### STORED RECORDS

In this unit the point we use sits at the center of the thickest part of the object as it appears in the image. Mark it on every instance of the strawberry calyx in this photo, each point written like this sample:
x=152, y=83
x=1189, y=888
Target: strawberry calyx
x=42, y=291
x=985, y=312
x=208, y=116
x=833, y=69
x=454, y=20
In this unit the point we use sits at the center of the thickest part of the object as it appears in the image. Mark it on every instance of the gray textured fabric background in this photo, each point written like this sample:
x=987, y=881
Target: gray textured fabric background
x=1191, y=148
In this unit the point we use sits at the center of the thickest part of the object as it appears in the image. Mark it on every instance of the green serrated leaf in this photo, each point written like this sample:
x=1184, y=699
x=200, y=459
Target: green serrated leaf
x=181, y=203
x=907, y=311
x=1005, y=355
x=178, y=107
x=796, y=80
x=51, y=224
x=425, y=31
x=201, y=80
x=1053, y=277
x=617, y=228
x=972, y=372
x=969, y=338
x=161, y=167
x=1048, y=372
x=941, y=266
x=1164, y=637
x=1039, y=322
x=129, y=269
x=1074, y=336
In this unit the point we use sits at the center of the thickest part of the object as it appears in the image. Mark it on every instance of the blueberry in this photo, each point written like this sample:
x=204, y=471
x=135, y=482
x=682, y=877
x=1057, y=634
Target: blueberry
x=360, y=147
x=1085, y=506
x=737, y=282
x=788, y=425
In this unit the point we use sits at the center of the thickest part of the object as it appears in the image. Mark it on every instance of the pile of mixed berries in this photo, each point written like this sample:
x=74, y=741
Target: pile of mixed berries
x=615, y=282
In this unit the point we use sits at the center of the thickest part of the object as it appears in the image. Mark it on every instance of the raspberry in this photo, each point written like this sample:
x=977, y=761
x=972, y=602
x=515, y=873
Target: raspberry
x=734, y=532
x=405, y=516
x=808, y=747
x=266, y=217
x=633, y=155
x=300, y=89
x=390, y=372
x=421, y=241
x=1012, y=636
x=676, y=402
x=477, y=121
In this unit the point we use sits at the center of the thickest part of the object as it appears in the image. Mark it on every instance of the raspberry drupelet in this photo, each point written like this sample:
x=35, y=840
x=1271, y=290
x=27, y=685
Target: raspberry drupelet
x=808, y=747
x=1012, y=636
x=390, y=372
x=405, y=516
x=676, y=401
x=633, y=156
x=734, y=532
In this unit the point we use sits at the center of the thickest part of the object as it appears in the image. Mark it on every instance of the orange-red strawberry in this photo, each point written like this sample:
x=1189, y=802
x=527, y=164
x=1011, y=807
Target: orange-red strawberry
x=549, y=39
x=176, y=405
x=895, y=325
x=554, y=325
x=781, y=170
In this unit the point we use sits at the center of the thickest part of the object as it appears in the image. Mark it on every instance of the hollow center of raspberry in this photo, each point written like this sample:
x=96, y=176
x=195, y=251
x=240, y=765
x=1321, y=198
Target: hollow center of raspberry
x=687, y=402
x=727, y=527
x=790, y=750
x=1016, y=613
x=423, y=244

### DIRECTIONS
Please repeat all of the lines above word for word.

### SOLUTION FOR THIS PROBLEM
In this unit the point we use sits at the center of the thickest part of the object as it appears in the image. Mark it on every instance of the strawberry calyx in this photo, each point written like this sample:
x=152, y=83
x=1189, y=888
Target: strawberry calyx
x=42, y=291
x=985, y=312
x=208, y=116
x=833, y=69
x=454, y=20
In this unit the point we use sits at the center of the thickest part of the object as it appears in the image. Mark it on every instance of the gray textured fabric background in this photo, each point written like this sample:
x=987, y=881
Target: gray textured fabric background
x=1191, y=148
In this unit the point we use sits at the center of the thickest part of the object as it appears in the image. Mark it on every instance of the green serrated leaf in this photo, each point written like this sample:
x=1184, y=699
x=200, y=459
Target: green serrated leaf
x=181, y=203
x=907, y=311
x=1005, y=355
x=178, y=107
x=796, y=80
x=51, y=224
x=425, y=31
x=201, y=80
x=1053, y=277
x=617, y=228
x=972, y=372
x=969, y=338
x=161, y=167
x=1048, y=372
x=941, y=266
x=1164, y=637
x=1039, y=322
x=129, y=269
x=1074, y=336
In this unit the point we use sits at the center of the thickest part of the object as it appears in the image. Mark it on every instance of the blueberry in this photo, each point written like this sample:
x=204, y=471
x=135, y=482
x=682, y=877
x=1057, y=634
Target: blueberry
x=360, y=147
x=1085, y=506
x=737, y=282
x=788, y=425
In this unit the point we use sits at the center of the thickest part of the object as it appears in the image. Mark it on every instance of the pile of mixed berries in this photo, each point written like this sample:
x=74, y=741
Target: pile of mixed berries
x=615, y=282
In this unit the point we use sits at the center of the thickest part of the object as it appears in the image. Mark it on every instance of the raspberry in this photo, each point written like this sample:
x=977, y=761
x=972, y=602
x=515, y=873
Target: raspberry
x=734, y=532
x=405, y=516
x=808, y=747
x=266, y=217
x=633, y=155
x=300, y=89
x=390, y=372
x=421, y=241
x=1012, y=636
x=676, y=402
x=477, y=121
In this unit the point we use sits at the center of the thickest part of the object as it appears in the image. Mark it on every instance of the raspberry drupelet in this photo, each point written like this sample:
x=35, y=840
x=1271, y=290
x=27, y=685
Target: raspberry drupelet
x=808, y=747
x=1012, y=636
x=390, y=372
x=405, y=516
x=676, y=401
x=633, y=156
x=734, y=532
In this unit the point we use sits at the center of the thickest part of the object as it appears in the image. Mark it on every instance of the orange-red strawberry in this photo, each point written like this sample:
x=1189, y=802
x=527, y=164
x=1011, y=807
Target: orange-red strawberry
x=549, y=39
x=176, y=405
x=895, y=325
x=554, y=325
x=781, y=170
In this unit the point we use sits at the center of the thickest part of the object as it appears in the image. Mark it on every instance of the hollow center of raspberry in this photo, each point written like this sample:
x=96, y=176
x=195, y=251
x=240, y=765
x=1321, y=198
Target: hollow center of raspberry
x=687, y=402
x=727, y=527
x=790, y=750
x=1016, y=613
x=423, y=244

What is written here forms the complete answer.